+++ DATA EXTRACT +++

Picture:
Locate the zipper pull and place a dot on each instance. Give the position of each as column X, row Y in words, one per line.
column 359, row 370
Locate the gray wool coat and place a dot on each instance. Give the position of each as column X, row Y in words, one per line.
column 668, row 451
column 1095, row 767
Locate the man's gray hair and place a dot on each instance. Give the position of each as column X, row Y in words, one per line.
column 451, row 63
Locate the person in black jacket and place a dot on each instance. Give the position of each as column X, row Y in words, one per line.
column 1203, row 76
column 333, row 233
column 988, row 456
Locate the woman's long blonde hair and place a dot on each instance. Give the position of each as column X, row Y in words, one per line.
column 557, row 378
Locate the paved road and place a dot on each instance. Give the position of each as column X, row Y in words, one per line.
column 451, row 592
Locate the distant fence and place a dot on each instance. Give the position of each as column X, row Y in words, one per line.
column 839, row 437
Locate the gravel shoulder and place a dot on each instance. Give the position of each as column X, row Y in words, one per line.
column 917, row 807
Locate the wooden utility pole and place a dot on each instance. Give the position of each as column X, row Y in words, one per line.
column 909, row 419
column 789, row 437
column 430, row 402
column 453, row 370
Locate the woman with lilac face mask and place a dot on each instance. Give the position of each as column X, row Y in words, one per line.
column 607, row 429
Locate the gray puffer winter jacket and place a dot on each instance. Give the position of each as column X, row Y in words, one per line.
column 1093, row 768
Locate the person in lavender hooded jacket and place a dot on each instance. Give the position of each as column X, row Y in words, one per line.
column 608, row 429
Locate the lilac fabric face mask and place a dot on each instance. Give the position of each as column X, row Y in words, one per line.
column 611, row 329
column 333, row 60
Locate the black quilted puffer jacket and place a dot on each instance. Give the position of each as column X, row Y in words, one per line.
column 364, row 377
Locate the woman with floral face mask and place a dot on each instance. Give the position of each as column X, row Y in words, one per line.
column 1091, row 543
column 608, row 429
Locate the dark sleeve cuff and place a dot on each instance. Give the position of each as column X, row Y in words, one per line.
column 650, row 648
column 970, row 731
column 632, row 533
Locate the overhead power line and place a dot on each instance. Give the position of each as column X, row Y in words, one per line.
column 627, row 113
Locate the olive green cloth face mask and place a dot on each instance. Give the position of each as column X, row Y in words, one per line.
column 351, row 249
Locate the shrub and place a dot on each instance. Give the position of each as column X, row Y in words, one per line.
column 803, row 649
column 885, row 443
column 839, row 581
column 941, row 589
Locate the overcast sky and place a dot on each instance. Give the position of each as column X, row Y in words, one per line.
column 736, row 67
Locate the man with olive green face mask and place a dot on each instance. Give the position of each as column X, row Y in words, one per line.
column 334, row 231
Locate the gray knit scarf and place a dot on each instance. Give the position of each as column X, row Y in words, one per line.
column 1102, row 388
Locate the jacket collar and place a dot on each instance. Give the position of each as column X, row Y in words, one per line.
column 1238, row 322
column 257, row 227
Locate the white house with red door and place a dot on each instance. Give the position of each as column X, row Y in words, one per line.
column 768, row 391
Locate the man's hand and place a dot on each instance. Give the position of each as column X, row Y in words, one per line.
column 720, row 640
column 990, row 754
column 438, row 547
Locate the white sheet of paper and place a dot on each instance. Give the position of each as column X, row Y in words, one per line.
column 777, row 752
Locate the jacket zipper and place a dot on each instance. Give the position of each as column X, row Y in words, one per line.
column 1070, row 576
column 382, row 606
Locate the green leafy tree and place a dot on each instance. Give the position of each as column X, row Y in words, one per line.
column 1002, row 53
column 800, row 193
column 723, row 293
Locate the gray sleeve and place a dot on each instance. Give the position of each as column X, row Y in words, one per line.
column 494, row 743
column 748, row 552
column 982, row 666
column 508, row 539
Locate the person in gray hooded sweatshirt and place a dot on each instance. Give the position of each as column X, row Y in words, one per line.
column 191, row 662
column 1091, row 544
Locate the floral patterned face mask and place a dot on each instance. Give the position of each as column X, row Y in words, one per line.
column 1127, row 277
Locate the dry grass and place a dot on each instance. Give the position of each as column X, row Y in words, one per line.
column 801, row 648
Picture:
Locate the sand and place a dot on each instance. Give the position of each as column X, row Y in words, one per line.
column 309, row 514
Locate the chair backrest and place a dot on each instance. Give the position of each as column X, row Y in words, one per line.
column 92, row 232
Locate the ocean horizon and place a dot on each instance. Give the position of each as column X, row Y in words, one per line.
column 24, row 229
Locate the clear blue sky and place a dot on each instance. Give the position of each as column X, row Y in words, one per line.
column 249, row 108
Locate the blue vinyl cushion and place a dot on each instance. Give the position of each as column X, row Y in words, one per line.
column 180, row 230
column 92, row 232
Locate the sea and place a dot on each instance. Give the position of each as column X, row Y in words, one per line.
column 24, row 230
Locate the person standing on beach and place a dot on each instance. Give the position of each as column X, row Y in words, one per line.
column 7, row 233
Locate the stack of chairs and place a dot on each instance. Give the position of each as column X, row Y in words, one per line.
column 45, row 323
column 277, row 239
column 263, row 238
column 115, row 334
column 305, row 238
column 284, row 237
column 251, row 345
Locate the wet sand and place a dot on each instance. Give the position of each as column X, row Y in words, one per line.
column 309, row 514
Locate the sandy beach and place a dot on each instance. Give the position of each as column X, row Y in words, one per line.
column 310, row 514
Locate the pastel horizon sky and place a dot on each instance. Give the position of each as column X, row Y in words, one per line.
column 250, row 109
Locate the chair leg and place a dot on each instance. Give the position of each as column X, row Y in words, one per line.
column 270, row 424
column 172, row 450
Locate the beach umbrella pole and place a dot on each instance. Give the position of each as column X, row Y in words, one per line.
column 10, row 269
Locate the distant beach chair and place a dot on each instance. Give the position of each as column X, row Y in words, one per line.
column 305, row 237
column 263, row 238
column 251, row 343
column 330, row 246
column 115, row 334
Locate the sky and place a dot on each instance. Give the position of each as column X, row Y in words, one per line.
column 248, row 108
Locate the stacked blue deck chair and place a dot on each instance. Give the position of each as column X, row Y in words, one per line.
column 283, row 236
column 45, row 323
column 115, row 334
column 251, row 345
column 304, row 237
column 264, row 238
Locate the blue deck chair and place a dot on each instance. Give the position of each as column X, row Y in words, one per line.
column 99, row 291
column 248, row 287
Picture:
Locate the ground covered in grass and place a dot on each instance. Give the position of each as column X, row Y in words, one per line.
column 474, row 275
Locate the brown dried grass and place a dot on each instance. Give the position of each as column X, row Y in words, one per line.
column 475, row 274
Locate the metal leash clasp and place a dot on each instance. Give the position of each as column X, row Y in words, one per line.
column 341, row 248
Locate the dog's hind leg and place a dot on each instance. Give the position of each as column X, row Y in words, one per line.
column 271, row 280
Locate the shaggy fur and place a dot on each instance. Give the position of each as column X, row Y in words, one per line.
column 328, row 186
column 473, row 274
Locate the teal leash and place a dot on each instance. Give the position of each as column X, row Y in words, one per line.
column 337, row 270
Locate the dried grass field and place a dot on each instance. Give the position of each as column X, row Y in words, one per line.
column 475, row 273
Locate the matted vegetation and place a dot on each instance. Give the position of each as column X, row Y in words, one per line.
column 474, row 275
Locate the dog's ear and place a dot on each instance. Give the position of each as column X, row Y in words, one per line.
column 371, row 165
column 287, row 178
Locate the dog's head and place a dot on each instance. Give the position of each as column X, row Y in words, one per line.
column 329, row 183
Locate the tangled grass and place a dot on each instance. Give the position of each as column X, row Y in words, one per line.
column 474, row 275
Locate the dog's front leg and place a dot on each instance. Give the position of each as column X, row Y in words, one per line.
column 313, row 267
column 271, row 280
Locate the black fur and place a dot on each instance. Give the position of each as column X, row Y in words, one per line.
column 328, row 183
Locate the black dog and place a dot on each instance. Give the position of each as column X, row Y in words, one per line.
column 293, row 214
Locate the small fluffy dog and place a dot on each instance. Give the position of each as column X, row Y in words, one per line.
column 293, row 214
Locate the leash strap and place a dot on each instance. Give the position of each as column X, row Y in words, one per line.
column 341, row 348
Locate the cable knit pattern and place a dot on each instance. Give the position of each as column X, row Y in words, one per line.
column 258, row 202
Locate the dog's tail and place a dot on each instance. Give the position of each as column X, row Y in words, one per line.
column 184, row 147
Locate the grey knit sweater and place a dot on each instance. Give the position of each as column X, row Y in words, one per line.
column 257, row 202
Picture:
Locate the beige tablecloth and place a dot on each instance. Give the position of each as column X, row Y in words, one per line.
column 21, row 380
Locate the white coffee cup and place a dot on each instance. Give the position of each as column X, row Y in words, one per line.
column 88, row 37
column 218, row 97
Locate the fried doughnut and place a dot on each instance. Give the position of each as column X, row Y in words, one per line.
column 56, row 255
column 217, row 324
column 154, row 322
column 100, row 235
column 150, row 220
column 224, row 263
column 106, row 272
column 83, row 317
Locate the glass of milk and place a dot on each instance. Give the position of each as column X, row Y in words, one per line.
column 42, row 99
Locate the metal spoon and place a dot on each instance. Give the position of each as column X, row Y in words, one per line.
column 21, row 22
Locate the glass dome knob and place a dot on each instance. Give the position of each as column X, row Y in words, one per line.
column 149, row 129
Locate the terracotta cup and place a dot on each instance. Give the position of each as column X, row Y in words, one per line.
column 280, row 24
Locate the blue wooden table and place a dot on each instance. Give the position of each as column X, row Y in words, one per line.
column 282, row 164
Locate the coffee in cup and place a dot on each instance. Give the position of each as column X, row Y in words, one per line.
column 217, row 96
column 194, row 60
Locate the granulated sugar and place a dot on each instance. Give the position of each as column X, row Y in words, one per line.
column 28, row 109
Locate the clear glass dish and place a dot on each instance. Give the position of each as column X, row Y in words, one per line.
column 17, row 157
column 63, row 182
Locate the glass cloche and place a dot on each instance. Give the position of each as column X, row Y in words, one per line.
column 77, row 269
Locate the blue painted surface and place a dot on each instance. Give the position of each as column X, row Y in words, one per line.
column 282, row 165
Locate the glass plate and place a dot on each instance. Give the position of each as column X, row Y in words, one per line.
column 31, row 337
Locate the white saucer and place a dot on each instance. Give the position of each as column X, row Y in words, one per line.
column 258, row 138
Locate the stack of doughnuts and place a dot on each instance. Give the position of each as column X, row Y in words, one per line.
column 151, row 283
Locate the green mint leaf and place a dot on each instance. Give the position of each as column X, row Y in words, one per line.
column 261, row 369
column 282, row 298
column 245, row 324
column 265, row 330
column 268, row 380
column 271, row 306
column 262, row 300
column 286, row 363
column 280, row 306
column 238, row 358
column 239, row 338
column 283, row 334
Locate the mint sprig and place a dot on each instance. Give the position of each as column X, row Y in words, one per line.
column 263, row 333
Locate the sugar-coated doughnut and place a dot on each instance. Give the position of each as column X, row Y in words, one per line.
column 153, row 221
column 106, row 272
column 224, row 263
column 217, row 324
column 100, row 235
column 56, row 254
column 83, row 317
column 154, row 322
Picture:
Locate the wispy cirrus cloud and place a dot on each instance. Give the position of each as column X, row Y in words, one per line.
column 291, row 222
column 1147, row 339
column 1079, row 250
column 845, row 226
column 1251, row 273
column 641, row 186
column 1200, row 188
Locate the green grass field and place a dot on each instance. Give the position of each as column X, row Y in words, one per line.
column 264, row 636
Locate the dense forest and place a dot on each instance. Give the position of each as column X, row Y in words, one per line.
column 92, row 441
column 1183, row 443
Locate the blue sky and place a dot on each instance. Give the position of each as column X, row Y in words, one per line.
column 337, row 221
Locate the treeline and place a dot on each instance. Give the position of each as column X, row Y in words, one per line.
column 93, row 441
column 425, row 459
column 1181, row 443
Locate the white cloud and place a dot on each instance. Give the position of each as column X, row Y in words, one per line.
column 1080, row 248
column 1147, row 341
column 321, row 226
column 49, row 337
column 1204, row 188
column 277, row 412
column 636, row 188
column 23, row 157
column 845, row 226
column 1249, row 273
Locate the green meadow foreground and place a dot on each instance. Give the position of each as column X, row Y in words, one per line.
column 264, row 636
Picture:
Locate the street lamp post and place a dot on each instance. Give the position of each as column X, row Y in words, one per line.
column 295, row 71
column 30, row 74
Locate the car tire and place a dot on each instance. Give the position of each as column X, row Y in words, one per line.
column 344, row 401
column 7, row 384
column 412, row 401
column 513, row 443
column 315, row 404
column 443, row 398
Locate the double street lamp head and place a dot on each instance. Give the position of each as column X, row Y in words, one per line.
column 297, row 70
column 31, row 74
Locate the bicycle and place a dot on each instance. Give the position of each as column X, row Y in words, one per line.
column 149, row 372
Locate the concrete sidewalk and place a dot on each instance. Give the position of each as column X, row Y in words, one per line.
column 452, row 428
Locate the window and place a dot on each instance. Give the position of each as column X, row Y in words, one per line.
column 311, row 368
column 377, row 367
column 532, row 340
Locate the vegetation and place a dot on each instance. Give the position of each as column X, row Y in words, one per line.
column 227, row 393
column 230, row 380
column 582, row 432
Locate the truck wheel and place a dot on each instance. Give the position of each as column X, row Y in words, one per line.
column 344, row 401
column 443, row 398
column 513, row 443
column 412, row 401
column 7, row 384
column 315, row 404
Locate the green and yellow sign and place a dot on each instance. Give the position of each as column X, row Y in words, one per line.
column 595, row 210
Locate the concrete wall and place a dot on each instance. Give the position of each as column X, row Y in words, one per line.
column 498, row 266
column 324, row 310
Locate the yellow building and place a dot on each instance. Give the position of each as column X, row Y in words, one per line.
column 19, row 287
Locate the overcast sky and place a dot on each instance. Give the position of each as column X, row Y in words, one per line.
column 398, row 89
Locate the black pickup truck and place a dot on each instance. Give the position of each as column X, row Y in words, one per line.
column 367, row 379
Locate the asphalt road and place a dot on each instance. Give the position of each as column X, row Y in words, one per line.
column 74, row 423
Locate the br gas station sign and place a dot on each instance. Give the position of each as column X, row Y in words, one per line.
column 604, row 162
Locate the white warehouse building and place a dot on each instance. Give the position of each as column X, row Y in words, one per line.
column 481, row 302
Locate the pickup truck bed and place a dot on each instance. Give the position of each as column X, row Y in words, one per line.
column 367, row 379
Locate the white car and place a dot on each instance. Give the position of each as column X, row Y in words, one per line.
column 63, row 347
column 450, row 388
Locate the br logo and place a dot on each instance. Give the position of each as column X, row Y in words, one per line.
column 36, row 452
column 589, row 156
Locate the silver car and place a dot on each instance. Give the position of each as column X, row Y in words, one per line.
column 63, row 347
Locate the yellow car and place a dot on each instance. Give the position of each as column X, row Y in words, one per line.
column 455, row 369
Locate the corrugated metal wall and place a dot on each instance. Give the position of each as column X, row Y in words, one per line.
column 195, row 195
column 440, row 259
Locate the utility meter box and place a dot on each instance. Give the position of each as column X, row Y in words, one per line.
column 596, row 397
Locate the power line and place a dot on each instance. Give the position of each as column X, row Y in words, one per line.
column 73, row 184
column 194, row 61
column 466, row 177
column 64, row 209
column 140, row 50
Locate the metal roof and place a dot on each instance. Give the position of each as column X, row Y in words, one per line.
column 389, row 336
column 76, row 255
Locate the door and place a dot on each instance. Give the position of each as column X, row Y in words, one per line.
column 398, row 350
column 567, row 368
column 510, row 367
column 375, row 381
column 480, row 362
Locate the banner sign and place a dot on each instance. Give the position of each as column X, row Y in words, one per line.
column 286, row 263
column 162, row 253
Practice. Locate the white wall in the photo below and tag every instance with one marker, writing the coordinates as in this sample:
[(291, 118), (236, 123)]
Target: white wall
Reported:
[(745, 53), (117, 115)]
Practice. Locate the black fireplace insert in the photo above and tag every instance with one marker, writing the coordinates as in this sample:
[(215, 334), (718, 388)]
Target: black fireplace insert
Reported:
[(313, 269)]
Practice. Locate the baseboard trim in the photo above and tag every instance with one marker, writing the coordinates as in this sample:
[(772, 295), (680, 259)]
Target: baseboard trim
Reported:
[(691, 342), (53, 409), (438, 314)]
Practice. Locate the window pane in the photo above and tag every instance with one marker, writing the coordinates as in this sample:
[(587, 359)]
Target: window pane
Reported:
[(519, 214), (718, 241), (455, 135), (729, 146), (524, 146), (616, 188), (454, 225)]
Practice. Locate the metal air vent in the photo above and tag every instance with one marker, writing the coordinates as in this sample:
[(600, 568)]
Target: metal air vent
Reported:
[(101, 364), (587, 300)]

+++

• [THE REQUEST] Copy out word for word the stretch from the start of the records through the line containing "column 557, row 378", including both ends.

• [RIGHT ANSWER]
Picture:
Locate the zipper pull and place a dot on each instance. Give the position of each as column X, row Y in words, one per line.
column 359, row 370
Locate the gray wool coat and place a dot on each instance. Give the position of each as column X, row Y in words, one per line.
column 668, row 451
column 1095, row 767
Locate the man's gray hair and place a dot on each instance. Give the position of each as column X, row Y in words, one per line.
column 451, row 63
Locate the person in black jacket and place a dot on each instance. Give the position of each as column X, row Y in words, one per line.
column 1203, row 76
column 333, row 233
column 988, row 456
Locate the woman's long blonde hair and place a dot on each instance. Give the position of each as column X, row Y in words, one per line.
column 557, row 378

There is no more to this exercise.